<<<<
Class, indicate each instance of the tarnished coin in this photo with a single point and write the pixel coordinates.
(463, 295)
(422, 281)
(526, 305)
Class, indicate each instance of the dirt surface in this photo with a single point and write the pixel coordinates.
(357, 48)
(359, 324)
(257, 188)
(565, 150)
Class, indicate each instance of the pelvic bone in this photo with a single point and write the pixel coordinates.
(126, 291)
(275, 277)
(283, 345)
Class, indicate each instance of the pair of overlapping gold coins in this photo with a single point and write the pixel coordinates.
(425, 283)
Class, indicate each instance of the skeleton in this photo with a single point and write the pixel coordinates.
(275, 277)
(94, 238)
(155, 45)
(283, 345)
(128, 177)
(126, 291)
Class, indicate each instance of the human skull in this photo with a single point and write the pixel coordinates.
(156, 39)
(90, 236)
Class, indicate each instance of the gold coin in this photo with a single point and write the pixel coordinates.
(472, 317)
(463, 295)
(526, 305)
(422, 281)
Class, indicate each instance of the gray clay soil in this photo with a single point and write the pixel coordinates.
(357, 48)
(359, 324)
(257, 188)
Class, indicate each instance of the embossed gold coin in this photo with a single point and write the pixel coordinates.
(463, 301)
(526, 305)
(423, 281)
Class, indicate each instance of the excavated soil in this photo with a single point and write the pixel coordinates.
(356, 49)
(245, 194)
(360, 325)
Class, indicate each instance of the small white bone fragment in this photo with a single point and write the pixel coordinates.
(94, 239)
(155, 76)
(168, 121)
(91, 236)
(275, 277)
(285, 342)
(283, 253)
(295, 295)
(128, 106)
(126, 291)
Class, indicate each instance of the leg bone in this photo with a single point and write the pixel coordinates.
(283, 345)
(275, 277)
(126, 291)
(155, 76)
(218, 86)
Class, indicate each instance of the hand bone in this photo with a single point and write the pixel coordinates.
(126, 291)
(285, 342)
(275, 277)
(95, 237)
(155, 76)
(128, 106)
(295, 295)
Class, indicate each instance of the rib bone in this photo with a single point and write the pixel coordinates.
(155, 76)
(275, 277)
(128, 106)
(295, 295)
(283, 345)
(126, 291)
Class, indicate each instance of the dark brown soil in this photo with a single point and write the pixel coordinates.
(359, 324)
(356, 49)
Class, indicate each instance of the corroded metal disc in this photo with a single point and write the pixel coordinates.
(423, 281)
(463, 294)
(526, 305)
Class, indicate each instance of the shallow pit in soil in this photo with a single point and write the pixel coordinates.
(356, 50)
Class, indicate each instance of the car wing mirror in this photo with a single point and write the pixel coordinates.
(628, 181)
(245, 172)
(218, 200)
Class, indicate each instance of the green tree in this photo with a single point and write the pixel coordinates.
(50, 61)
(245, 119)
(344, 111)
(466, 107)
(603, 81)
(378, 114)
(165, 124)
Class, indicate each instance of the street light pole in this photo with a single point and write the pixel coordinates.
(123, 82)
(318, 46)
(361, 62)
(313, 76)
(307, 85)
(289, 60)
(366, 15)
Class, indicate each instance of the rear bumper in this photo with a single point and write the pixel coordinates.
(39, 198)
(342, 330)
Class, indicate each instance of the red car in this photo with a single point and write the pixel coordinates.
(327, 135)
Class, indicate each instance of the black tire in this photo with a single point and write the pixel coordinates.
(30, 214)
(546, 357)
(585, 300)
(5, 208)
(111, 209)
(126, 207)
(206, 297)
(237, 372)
>>>>
<<<<
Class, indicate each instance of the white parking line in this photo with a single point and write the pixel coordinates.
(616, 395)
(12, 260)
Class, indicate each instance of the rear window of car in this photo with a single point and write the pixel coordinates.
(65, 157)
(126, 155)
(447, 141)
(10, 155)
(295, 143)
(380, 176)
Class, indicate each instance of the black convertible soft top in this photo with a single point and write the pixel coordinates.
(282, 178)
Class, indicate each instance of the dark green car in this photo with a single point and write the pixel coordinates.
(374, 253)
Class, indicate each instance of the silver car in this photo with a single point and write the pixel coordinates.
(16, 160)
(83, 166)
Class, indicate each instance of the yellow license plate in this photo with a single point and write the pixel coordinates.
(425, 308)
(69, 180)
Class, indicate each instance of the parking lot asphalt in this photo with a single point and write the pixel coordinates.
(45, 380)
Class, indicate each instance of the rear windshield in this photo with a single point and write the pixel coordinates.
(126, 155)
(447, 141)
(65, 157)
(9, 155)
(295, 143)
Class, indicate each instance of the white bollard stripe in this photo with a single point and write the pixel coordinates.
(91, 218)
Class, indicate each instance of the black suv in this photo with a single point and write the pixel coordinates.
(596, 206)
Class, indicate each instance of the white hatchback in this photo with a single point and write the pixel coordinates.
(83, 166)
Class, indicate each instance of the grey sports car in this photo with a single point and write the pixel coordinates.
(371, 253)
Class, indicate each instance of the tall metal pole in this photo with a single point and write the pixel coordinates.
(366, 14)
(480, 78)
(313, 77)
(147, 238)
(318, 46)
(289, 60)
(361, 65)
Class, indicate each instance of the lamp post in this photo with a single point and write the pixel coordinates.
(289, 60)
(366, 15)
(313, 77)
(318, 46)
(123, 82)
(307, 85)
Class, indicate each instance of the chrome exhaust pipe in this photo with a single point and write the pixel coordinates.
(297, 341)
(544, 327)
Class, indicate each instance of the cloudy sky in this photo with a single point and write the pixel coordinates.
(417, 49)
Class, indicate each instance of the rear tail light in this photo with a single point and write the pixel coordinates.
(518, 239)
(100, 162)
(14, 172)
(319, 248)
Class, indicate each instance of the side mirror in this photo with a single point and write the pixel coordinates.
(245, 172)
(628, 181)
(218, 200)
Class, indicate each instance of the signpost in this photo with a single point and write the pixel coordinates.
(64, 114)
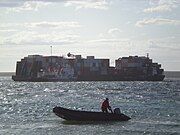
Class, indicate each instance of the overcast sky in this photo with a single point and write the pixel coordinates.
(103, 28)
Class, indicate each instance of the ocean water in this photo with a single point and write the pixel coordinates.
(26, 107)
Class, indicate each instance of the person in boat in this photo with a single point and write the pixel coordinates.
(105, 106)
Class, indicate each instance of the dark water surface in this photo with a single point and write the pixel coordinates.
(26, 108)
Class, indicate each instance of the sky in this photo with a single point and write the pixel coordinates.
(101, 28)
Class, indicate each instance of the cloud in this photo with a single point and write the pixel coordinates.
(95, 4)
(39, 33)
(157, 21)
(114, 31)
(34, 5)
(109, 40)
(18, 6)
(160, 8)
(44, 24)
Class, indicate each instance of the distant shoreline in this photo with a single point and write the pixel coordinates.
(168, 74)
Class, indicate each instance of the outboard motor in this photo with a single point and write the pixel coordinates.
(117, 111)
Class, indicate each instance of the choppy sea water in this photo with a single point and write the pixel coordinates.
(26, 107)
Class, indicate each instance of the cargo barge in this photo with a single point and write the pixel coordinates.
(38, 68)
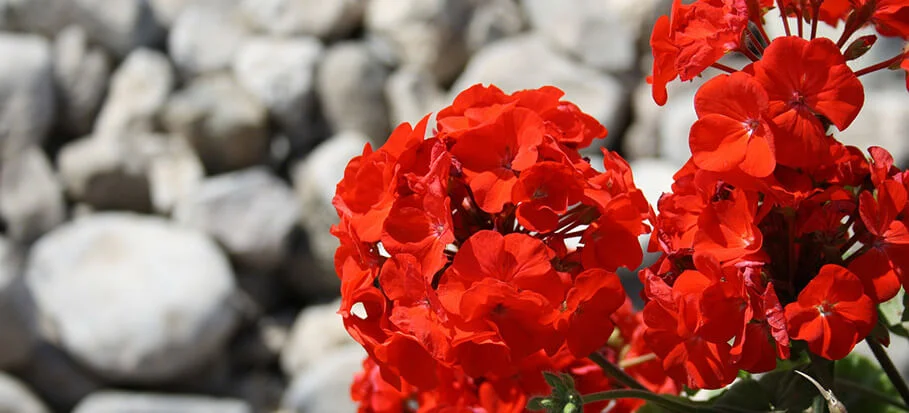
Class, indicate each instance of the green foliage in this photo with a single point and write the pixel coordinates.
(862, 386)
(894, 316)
>>>>
> _What you should do_
From the material above, extract every line that contains the string "parking", and treat uppercase and lowercase as different.

> _Task result_
Class, indicate each instance of the white parking line in this photo with a single point and write the pixel coordinates.
Class, indicate each instance of the parking lot asphalt in this photo with a single point and write the pixel coordinates.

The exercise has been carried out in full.